§ **Your objective**:
Duplicate the stretch of the article on Australian real estate during COVID from "Property in the" through "percent last month.".

Segment Start: Document excerpt

COVID has been a very odd experience for lots of businesses. Some have gone under, some have struggled to stay afloat but are hanging on by their fingertips, and others are thriving.
Against all predictions, real estate in Australia is one of the most resilient business sectors.
“Australian house prices have become even more costly,” according to ABC News, “with coronavirus lockdowns across NSW, Victoria, and the ACT having virtually no effect on property values.”
The most significant annual price increases were seen in Darwin, Canberra, and Hobart (up at least 22pc) Melbourne’s price increase was the slowest (up 13pc in the past year).
Property in the region (up 22pc) Capital cities were outpaced (up 18pc).
According to the most recent CoreLogic data, the nation’s median house price increased by 1.5 percent last month (to $666,514).
Houses and flats in practically every major city have risen in price, with Hobart (+2.3%), Canberra (+2.2%), and Brisbane (+2%) seeing the most significant increases.
Other capital cities, such as Adelaide (+1.9%), Sydney (+1.8%), and Melbourne (+1.2%), also had significant price increases. Darwin, on the other hand, was an exception, with prices down 0.1 percent last month.
But house prices alone do not tell the entire story behind the pandemic fallout.
Renovations on the property are suffering from a rise in the cost of building materials because of price increases in transportation and acquisition. Most of this is because of the labour shortage due to quarantine restrictions and the ban on international travel.
The price of containers for shipping freight by sea has increased from around $3000 to over $20,000 in some cases. Businesses cannot absorb this and are passing it on to builders and construction companies.
Proactive property management firms are scrabbling around trying to find the cheapest solutions, but are being hampered not just by the material costs but also the shortage of labour which is hitting the cost of hiring tradies – if they can book them at all.
Ultimately, these costs are passed on in property management fees to the renter. Domain claims that “The national median rental asking price for a residence has risen to $471 per week, a 4 percent increase in the year to March 2021.
Experts claim the country’s rental market has staged an “amazing” recovery: rates have been steadily rising since last year, as the increase of tree-changers and working from home during the epidemic drove residents to all regions of the country.
Several smaller cities have also seen a shift in the tide, with substantial increases in rents after years of stagnation.”
As a result – what does this all mean for real estate and home renovations from now on?
The pandemic has been a wake-up call to many people who lived in cities and other urban areas. Many people are already dissatisfied with concerns like air quality and a lack of outdoor space, and COVID has pushed many to relocate to new residences distant from the city.
Folk have discovered that they can work as well from where they live as they could by commuting into an office – and many companies have realised that their staff can be more productive in their homes than sitting around drinking coffee and chatting on the office stools in the city HQ.
Meeting room furniture Melbourne style can get pricey, so not having to rent or equip offices in expensive city locations is another plus for those companies who think they can do without.
People seem to be prepared to pay a premium for more remote living properties and want to spend money on renovations to make them as comfortable as possible.
Installing studies and offices, either inside the house or in outbuildings, and even sheds is becoming a big trend.
The kind of renovations being done goes way beyond just home features, and cosmetic improvements house wise. People want a fully functioning home to operate from, often with mansion features and all the trimmings.
Buyers in cities are actively looking for renovation properties because the prices of those which are finished with new home features are becoming too expensive to consider. For sellers of below-par properties looking for buyers, it is the perfect time to put a property on the market.

Segment End: Document excerpt
Segment Start: Data extracts

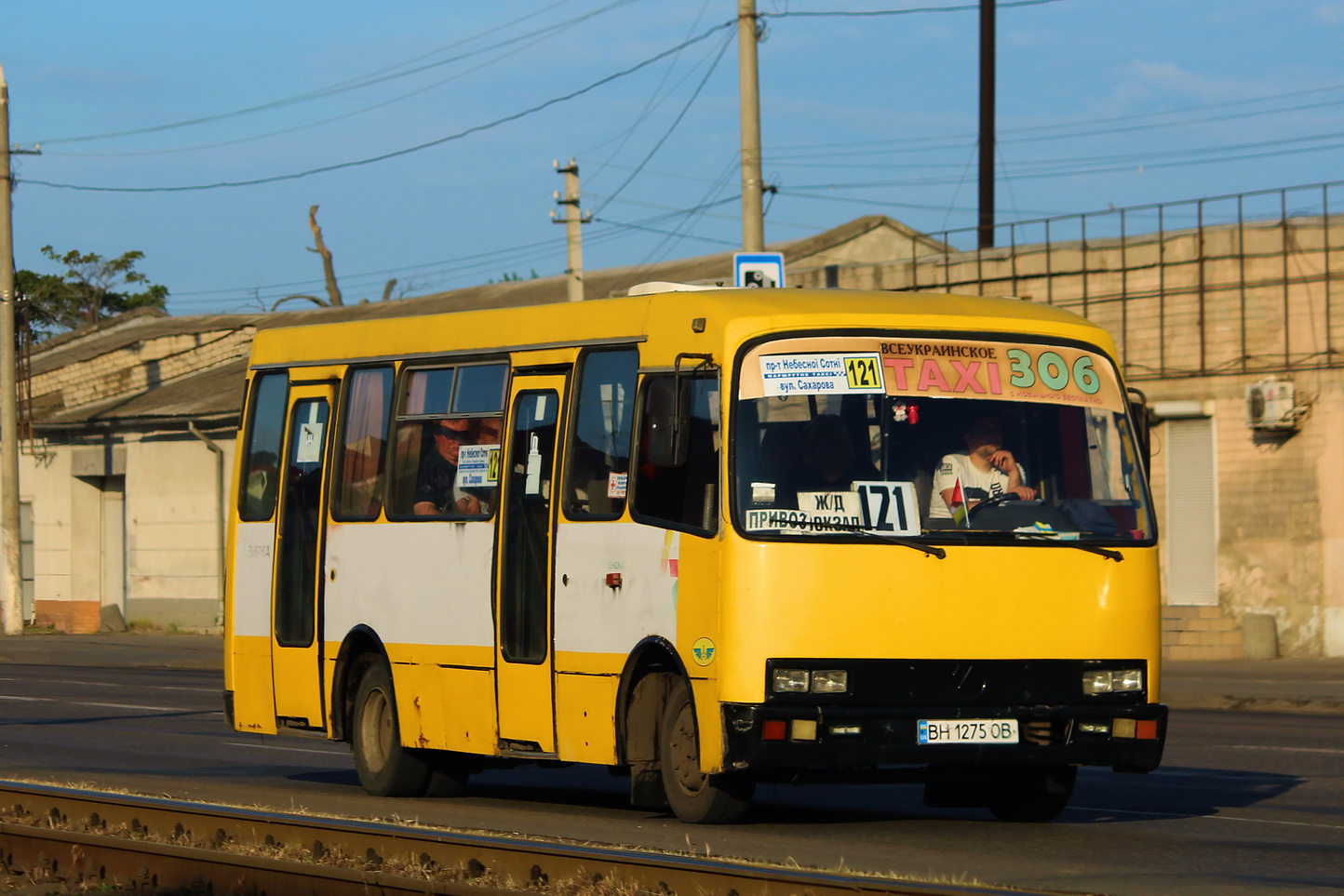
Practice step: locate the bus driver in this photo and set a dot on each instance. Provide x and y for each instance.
(986, 469)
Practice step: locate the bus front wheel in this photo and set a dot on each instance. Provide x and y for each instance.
(384, 766)
(695, 796)
(1031, 794)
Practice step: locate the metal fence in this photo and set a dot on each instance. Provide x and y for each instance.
(1237, 284)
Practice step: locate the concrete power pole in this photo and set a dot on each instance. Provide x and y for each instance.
(749, 100)
(986, 227)
(572, 221)
(12, 583)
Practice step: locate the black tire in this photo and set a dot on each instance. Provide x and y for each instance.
(695, 796)
(1029, 794)
(384, 766)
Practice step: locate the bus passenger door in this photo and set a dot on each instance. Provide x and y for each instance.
(296, 605)
(523, 659)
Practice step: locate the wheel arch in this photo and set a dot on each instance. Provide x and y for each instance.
(640, 708)
(360, 641)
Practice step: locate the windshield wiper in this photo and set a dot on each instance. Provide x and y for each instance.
(1071, 543)
(932, 550)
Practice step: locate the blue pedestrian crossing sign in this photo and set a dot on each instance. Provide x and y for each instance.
(759, 269)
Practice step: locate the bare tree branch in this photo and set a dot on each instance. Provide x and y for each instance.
(332, 289)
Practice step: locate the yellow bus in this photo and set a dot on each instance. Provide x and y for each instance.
(706, 538)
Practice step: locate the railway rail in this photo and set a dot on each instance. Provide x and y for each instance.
(148, 844)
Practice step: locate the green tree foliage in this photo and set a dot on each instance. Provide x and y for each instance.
(90, 289)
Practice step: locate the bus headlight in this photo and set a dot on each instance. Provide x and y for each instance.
(792, 680)
(829, 681)
(1113, 680)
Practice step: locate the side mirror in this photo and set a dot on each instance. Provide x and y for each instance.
(1143, 424)
(666, 414)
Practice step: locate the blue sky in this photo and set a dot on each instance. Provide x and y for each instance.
(1101, 102)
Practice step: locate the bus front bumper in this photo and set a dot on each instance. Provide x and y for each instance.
(763, 738)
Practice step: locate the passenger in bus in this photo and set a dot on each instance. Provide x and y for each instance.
(472, 501)
(986, 469)
(437, 477)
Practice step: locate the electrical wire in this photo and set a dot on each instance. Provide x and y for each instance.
(677, 121)
(396, 154)
(856, 14)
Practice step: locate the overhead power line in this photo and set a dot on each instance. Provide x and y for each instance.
(396, 154)
(857, 14)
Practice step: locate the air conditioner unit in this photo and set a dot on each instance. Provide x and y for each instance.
(1271, 405)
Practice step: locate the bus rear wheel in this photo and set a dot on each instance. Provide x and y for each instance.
(1031, 794)
(695, 796)
(384, 766)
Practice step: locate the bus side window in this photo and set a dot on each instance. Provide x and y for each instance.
(445, 461)
(363, 448)
(686, 496)
(265, 435)
(599, 447)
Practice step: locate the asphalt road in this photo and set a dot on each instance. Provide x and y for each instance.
(1246, 802)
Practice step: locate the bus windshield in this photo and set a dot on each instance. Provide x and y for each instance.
(934, 438)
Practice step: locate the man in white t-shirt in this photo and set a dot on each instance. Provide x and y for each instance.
(986, 471)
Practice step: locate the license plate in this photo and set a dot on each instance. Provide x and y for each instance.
(968, 731)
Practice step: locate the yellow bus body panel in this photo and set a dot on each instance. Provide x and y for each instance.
(980, 602)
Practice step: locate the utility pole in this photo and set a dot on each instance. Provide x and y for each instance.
(987, 124)
(8, 388)
(749, 100)
(572, 221)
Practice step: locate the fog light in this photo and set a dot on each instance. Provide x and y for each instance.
(829, 681)
(1126, 680)
(1097, 681)
(1113, 680)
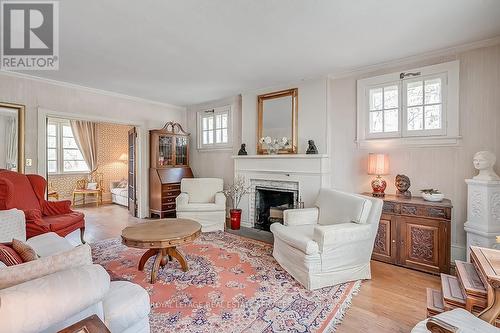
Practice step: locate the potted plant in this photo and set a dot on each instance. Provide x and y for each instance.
(235, 192)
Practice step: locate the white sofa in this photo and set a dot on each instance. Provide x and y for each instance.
(331, 243)
(119, 195)
(63, 287)
(202, 200)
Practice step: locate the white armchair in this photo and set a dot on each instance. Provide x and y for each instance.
(331, 243)
(202, 200)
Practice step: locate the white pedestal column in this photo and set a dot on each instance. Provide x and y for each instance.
(483, 213)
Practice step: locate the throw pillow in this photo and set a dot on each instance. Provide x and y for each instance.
(9, 256)
(25, 251)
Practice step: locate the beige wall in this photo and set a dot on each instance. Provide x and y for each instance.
(444, 168)
(112, 141)
(215, 163)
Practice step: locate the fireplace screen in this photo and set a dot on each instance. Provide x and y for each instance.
(270, 204)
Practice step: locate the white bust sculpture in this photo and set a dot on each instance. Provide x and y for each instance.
(484, 162)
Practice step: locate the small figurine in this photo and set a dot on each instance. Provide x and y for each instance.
(484, 162)
(403, 184)
(312, 148)
(242, 150)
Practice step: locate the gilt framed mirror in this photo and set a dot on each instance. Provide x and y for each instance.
(12, 133)
(277, 120)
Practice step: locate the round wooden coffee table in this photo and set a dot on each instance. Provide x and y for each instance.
(161, 237)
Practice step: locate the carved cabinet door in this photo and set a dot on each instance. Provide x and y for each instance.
(422, 244)
(384, 248)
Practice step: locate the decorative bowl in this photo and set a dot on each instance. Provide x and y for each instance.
(435, 197)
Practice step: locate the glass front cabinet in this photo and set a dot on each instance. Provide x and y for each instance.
(169, 164)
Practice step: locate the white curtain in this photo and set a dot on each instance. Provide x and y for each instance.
(11, 146)
(85, 133)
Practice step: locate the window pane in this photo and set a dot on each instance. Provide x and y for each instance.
(414, 93)
(74, 166)
(52, 166)
(218, 136)
(415, 119)
(52, 154)
(51, 129)
(390, 97)
(224, 120)
(433, 117)
(224, 135)
(69, 143)
(205, 137)
(376, 122)
(51, 142)
(218, 121)
(72, 154)
(433, 91)
(391, 120)
(376, 99)
(67, 131)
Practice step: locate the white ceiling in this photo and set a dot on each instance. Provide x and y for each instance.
(189, 51)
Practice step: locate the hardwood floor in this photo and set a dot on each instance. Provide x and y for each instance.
(393, 301)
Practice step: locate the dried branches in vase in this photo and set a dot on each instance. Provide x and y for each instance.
(235, 193)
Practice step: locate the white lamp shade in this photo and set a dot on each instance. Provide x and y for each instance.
(378, 164)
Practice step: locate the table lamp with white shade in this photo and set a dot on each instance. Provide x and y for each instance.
(378, 164)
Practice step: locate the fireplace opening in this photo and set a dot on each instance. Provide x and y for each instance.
(270, 204)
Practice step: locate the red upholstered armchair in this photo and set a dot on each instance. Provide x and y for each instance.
(27, 193)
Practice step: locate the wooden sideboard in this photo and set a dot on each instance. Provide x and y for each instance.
(414, 233)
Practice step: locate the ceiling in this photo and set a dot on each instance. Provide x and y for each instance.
(190, 51)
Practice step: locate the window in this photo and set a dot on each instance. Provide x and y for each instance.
(63, 154)
(415, 106)
(214, 128)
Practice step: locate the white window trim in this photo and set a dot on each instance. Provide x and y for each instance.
(449, 135)
(199, 130)
(60, 150)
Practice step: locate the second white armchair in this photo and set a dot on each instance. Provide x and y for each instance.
(331, 243)
(202, 200)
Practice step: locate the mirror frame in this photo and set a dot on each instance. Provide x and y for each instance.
(294, 93)
(20, 132)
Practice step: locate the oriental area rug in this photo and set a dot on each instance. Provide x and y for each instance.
(233, 285)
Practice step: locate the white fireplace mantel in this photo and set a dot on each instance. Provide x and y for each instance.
(310, 171)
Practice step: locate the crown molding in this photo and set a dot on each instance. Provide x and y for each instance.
(415, 58)
(91, 90)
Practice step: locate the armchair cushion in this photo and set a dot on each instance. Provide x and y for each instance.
(304, 216)
(299, 236)
(201, 190)
(337, 234)
(55, 297)
(340, 207)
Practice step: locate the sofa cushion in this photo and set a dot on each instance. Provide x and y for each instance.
(201, 190)
(63, 221)
(340, 207)
(9, 256)
(125, 304)
(13, 275)
(299, 237)
(25, 251)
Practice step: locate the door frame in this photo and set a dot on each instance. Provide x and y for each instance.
(142, 182)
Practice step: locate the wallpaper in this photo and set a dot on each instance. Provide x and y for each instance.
(111, 144)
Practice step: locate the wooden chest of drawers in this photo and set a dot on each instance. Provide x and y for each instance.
(415, 233)
(165, 186)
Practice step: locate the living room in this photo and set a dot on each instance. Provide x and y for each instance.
(296, 166)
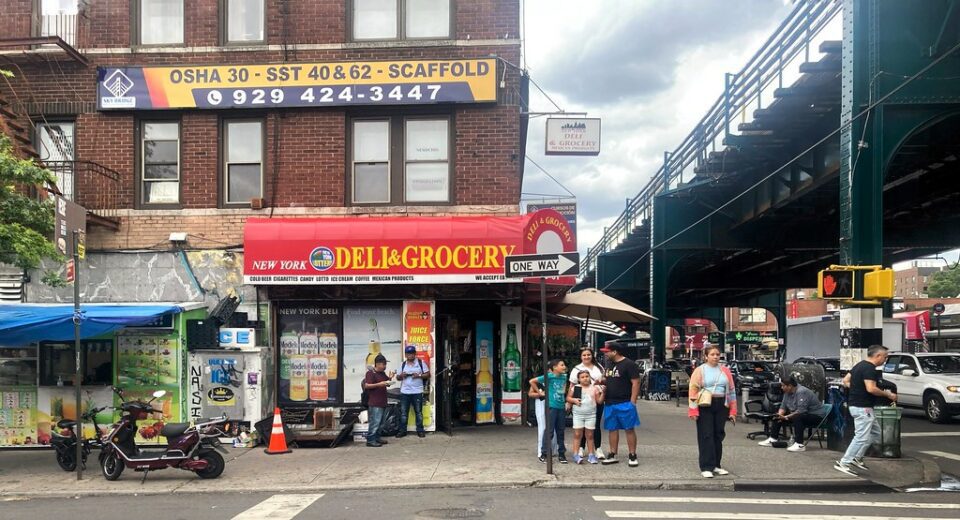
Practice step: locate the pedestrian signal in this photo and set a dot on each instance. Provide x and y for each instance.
(836, 284)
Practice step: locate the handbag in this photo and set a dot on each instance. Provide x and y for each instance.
(705, 398)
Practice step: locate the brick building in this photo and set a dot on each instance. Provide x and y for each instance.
(342, 158)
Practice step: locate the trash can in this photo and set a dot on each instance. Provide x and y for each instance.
(888, 417)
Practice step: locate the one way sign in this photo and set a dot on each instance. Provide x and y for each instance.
(553, 264)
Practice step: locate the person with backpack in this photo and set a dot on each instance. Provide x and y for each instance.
(375, 385)
(413, 375)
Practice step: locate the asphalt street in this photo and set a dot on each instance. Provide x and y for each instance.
(512, 504)
(941, 442)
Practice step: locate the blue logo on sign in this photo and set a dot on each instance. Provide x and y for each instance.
(322, 258)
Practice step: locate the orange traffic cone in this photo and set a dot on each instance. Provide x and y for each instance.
(278, 441)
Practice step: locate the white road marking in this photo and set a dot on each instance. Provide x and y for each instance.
(943, 454)
(702, 515)
(279, 507)
(774, 501)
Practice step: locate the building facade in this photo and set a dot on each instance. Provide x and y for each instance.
(379, 145)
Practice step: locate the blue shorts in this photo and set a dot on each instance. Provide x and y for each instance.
(621, 416)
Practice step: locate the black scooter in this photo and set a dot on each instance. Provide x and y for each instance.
(64, 441)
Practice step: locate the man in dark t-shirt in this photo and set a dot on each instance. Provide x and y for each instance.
(620, 402)
(862, 397)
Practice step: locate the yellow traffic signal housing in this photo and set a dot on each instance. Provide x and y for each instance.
(878, 285)
(836, 284)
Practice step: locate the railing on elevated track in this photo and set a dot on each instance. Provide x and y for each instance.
(775, 64)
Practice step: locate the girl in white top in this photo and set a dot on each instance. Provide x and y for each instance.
(588, 364)
(584, 397)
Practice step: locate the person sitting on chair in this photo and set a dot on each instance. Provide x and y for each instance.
(800, 406)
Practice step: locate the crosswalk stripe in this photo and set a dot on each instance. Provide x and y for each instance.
(774, 501)
(703, 515)
(942, 454)
(279, 507)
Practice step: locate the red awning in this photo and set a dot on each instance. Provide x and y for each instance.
(396, 250)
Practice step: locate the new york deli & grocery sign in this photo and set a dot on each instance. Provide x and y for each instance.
(396, 250)
(297, 84)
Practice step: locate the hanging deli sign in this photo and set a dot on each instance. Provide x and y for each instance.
(395, 250)
(297, 84)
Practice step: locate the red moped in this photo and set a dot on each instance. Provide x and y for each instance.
(189, 447)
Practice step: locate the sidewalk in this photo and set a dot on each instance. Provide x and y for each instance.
(484, 457)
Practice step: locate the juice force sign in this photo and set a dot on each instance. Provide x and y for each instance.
(396, 250)
(297, 85)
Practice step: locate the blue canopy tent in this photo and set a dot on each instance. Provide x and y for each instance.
(23, 324)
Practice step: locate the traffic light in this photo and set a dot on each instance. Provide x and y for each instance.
(836, 284)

Segment End: Data extracts

§ **Answer for the task**:
Property in the region (up 22pc) Capital cities were outpaced (up 18pc).
According to the most recent CoreLogic data, the nation’s median house price increased by 1.5 percent last month (to $666,514).
Houses and flats in practically every major city have risen in price, with Hobart (+2.3%), Canberra (+2.2%), and Brisbane (+2%) seeing the most significant increases.
Other capital cities, such as Adelaide (+1.9%), Sydney (+1.8%), and Melbourne (+1.2%), also had significant price increases. Darwin, on the other hand, was an exception, with prices down 0.1 percent last month.